**Problem statement:**
In the rows below, substitute "violet sky" for every occurrence of "purple sky" and reproduce the lines otherwise unchanged, omitting the pictures.

**Excerpted records:**
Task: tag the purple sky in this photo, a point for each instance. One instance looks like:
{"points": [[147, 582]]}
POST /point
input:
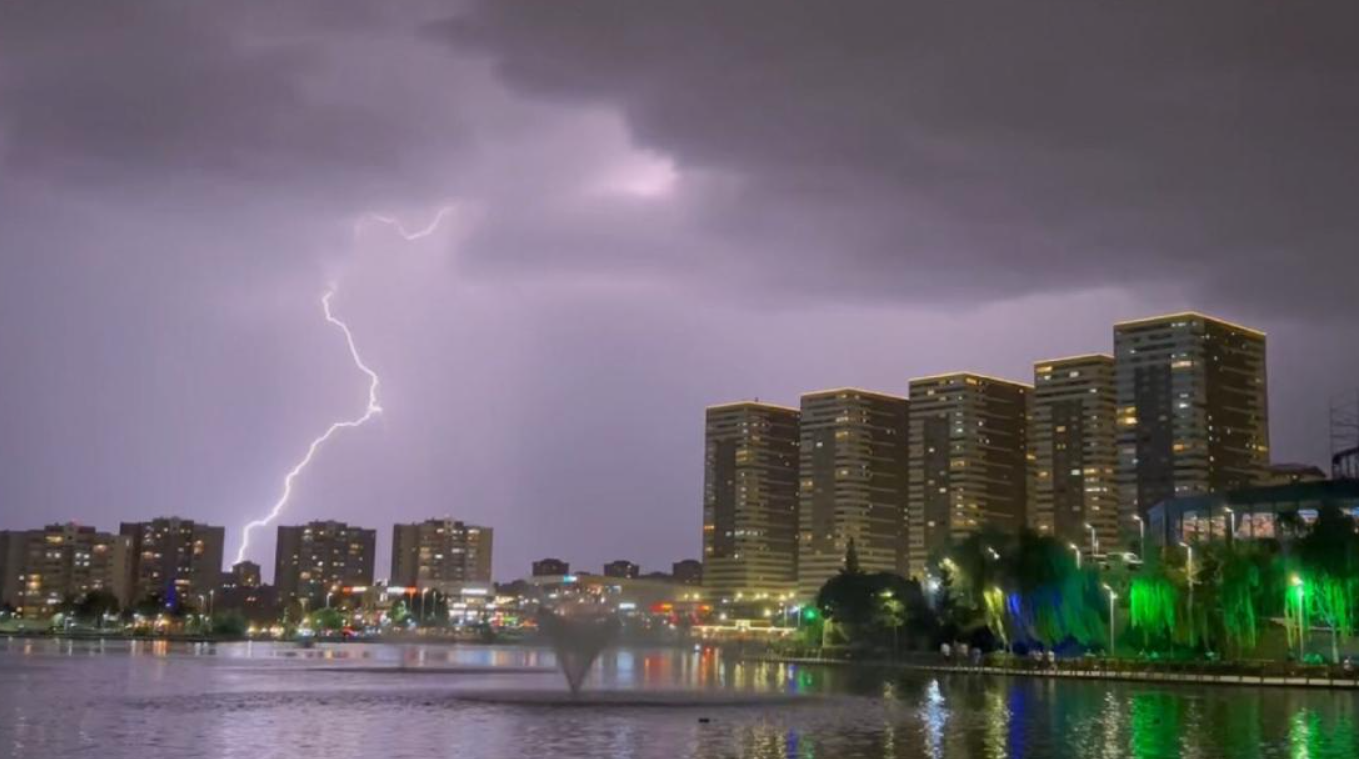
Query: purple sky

**The answer:**
Task: tag the violet sky in this photo, a point for each instance. One instance looks like:
{"points": [[147, 582]]}
POST /point
input:
Query: violet sky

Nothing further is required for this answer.